(Provided text Opens)

A new study from the University of Eastern Finland shows that the delivery of drugs into the brain, and especially into glial cells, can be enhanced with prodrugs that temporarily incorporate thyroxine or a thyroxine-like molecule. The transporter protein OATP1C1, which is found in the brain, can be utilised in the delivery of such prodrugs. The results were published in Journal of Medicinal Chemistry.
For the first time ever, researchers used the organic anion-transporting polypeptide 1C1 (OATP1C1) to enhance drug delivery into the brain. In the study, prodrugs were used to transport anti-inflammatory drugs into the brain, where they were efficiently delivered into glial cells. Glial cells support neurons and are known to be activated in many brain diseases to produce mediators that maintain inflammation. Hence, in order to have an impact on chronic inflammation in the brain, it is crucial to deliver anti-inflammatory drugs into precisely the right cell types. The concept is completely new even on a global scale.

(Provided text Closes)
(Data provided Opens)

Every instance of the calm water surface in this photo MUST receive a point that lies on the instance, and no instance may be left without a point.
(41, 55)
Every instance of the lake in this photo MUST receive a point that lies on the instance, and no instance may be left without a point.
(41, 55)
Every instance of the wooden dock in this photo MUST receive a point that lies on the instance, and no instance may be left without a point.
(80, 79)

(Data provided Closes)
(Data provided Opens)

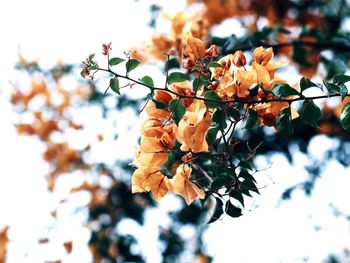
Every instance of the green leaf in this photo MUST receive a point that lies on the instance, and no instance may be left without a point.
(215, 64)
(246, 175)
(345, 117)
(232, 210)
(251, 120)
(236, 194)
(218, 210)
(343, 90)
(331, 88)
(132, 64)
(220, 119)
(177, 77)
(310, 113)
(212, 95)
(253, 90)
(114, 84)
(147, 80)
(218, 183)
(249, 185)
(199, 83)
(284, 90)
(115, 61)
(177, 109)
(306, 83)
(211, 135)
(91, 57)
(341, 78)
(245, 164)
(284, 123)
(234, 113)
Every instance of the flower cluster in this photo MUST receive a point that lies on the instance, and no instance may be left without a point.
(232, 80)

(Data provided Closes)

Required work:
A) In the text on drug delivery into the brain, which journal published the results?
B) Extend the text on drug delivery into the brain, starting after its final sentence.

Results of the tasks:
A) Journal of Medicinal Chemistry.

B)
Researchers at the University of Eastern Finland School of Pharmacy have long been attempting to enhance brain drug delivery by using the L-type amino acid transporter 1, i.e., the LAT1 protein and prodrugs that utilise it, amino acid derivatives. However, the OATP1C1 transporter protein used in the new study was found to be far more effective at transporting thyroxine derivatives than LAT1.
The study employed computational molecular modelling to create protein models that were used to design and synthesize new prodrugs.
Drug transport mechanisms remain surprisingly poorly understood
“A surprising observation from our study was that increasing the molecular size of drugs enhanced their delivery into the brain and into glial cells. Up until now, it has been thought that a large molecular size isn’t exactly helpful in brain drug delivery,” says Research Group Director, Associate Professor Kristiina Huttunen of the University of Eastern Finland.
“This study highlights how poorly we still understand drug transport mechanisms in our system. This is also a major reason why many new drugs, especially those intended to affect the central nervous system, unfortunately never make it to the market. The more we know about these transport mechanisms, the better we can take their effects into account when seeking to influence the distribution of drugs in our body. This should also be taken into account very early on in drug development.”
The study constitutes part of a research project funded by the Research Council of Finland.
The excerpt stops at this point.